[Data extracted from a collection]
------------------------------------

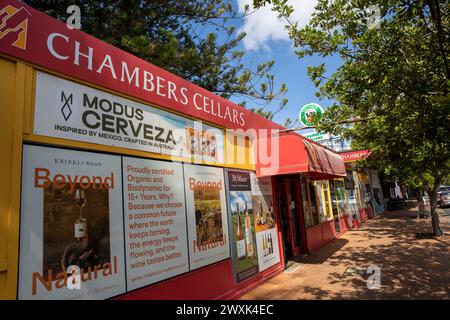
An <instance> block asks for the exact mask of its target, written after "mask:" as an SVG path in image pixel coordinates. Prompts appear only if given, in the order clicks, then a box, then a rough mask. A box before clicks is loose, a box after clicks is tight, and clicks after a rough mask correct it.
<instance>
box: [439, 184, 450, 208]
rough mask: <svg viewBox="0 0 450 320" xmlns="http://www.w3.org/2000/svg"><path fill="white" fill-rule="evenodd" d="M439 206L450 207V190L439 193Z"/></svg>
mask: <svg viewBox="0 0 450 320" xmlns="http://www.w3.org/2000/svg"><path fill="white" fill-rule="evenodd" d="M439 206H440V207H446V206H450V188H449V189H448V190H444V191H441V192H440V193H439Z"/></svg>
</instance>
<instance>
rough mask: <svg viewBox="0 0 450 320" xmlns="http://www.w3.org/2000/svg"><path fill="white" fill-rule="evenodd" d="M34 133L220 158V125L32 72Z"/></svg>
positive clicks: (86, 141) (71, 138) (222, 155)
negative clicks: (34, 80) (34, 91)
mask: <svg viewBox="0 0 450 320" xmlns="http://www.w3.org/2000/svg"><path fill="white" fill-rule="evenodd" d="M35 104H36V106H35V113H34V114H35V118H34V133H35V134H37V135H43V136H48V137H55V138H63V139H70V140H76V141H84V142H91V143H96V144H101V145H108V146H115V147H122V148H129V149H135V150H143V151H148V152H154V153H158V154H166V155H171V156H180V157H185V158H194V159H196V160H204V161H208V162H214V163H223V162H224V133H223V130H221V129H218V128H214V127H211V126H207V125H202V124H201V123H200V122H195V123H194V122H193V121H192V120H190V119H187V118H183V117H181V116H178V115H175V114H172V113H169V112H166V111H163V110H160V109H157V108H153V107H150V106H147V105H144V104H141V103H138V102H135V101H133V100H130V99H124V98H121V97H119V96H116V95H113V94H110V93H106V92H103V91H100V90H96V89H93V88H90V87H87V86H84V85H80V84H77V83H74V82H72V81H67V80H64V79H61V78H58V77H54V76H52V75H48V74H45V73H42V72H38V73H37V76H36V97H35Z"/></svg>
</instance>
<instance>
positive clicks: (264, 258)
mask: <svg viewBox="0 0 450 320" xmlns="http://www.w3.org/2000/svg"><path fill="white" fill-rule="evenodd" d="M250 176H251V190H252V204H253V214H254V217H255V230H256V246H257V251H258V264H259V270H260V271H263V270H266V269H267V268H269V267H271V266H273V265H275V264H277V263H279V262H280V253H279V248H278V236H277V229H276V225H275V223H276V221H275V212H274V208H273V195H272V184H271V180H270V177H264V178H258V177H256V174H255V173H253V172H252V173H250Z"/></svg>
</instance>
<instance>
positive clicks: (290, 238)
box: [276, 176, 306, 265]
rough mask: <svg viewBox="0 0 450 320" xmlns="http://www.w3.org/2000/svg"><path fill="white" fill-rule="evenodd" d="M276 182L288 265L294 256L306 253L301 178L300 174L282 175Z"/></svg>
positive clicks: (279, 209)
mask: <svg viewBox="0 0 450 320" xmlns="http://www.w3.org/2000/svg"><path fill="white" fill-rule="evenodd" d="M276 183H277V197H278V206H279V208H278V210H279V212H280V218H281V219H280V220H281V233H282V236H283V249H284V261H285V265H286V264H287V263H288V261H289V260H291V259H292V258H294V257H296V256H299V255H301V254H304V253H306V233H305V224H304V219H303V210H302V205H301V189H300V179H299V177H298V176H280V177H277V179H276Z"/></svg>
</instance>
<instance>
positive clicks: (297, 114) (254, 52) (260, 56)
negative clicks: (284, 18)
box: [231, 0, 341, 124]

------------------------------------

# What this task involves:
Retype all the records shown above, character for character. Omit every picture.

# Result of this task:
An <instance> block asks for the exact mask of its target, written after "mask:" as an SVG path in image pixel coordinates. Prompts appear only if given, in the order clicks, then a box, then a rough mask. A box before clicks is loose, a box after clicks is tight, and clicks after a rough mask correct it.
<instance>
box: [439, 184, 450, 208]
rough mask: <svg viewBox="0 0 450 320" xmlns="http://www.w3.org/2000/svg"><path fill="white" fill-rule="evenodd" d="M439 206L450 207V190L439 193Z"/></svg>
mask: <svg viewBox="0 0 450 320" xmlns="http://www.w3.org/2000/svg"><path fill="white" fill-rule="evenodd" d="M439 206H440V207H446V206H450V188H449V189H448V190H444V191H441V192H440V193H439Z"/></svg>
</instance>
<instance>
rough mask: <svg viewBox="0 0 450 320" xmlns="http://www.w3.org/2000/svg"><path fill="white" fill-rule="evenodd" d="M34 133L220 158V125L32 72Z"/></svg>
positive clicks: (86, 141) (71, 138) (222, 155)
negative clicks: (34, 80) (34, 91)
mask: <svg viewBox="0 0 450 320" xmlns="http://www.w3.org/2000/svg"><path fill="white" fill-rule="evenodd" d="M35 104H36V106H35V113H34V114H35V118H34V133H35V134H37V135H43V136H48V137H55V138H63V139H70V140H76V141H84V142H91V143H96V144H101V145H108V146H115V147H122V148H129V149H135V150H143V151H148V152H154V153H158V154H166V155H171V156H180V157H185V158H194V159H196V160H204V161H208V162H214V163H223V162H224V133H223V130H221V129H218V128H214V127H211V126H207V125H202V124H201V123H200V122H195V123H194V122H193V121H192V120H190V119H187V118H183V117H181V116H178V115H175V114H172V113H169V112H166V111H163V110H160V109H157V108H153V107H150V106H147V105H144V104H141V103H138V102H135V101H133V100H130V99H124V98H121V97H119V96H116V95H113V94H110V93H106V92H103V91H100V90H96V89H93V88H90V87H87V86H84V85H80V84H77V83H74V82H72V81H67V80H64V79H61V78H58V77H54V76H52V75H48V74H45V73H42V72H38V73H37V76H36V97H35Z"/></svg>
</instance>
<instance>
positive clicks: (264, 258)
mask: <svg viewBox="0 0 450 320" xmlns="http://www.w3.org/2000/svg"><path fill="white" fill-rule="evenodd" d="M250 176H251V190H252V204H253V214H254V217H255V230H256V246H257V251H258V264H259V270H260V271H263V270H266V269H267V268H269V267H271V266H273V265H275V264H277V263H279V262H280V253H279V248H278V236H277V229H276V225H275V223H276V221H275V212H274V208H273V195H272V184H271V180H270V177H264V178H258V177H256V174H255V173H253V172H252V173H250Z"/></svg>
</instance>
<instance>
positive clicks: (290, 238)
box: [276, 176, 306, 265]
rough mask: <svg viewBox="0 0 450 320" xmlns="http://www.w3.org/2000/svg"><path fill="white" fill-rule="evenodd" d="M276 182L288 265L294 256L306 253L301 178L300 174L282 175Z"/></svg>
positive clicks: (279, 209)
mask: <svg viewBox="0 0 450 320" xmlns="http://www.w3.org/2000/svg"><path fill="white" fill-rule="evenodd" d="M276 183H277V197H278V206H279V208H278V210H279V212H280V218H281V219H280V220H281V233H282V236H283V249H284V261H285V265H286V264H287V263H288V261H289V260H291V259H292V258H294V257H296V256H299V255H301V254H304V253H306V233H305V224H304V219H303V210H302V205H301V189H300V179H299V177H298V176H280V177H277V179H276Z"/></svg>
</instance>
<instance>
positive clicks: (297, 114) (254, 52) (260, 56)
negative clicks: (284, 18)
box: [231, 0, 341, 124]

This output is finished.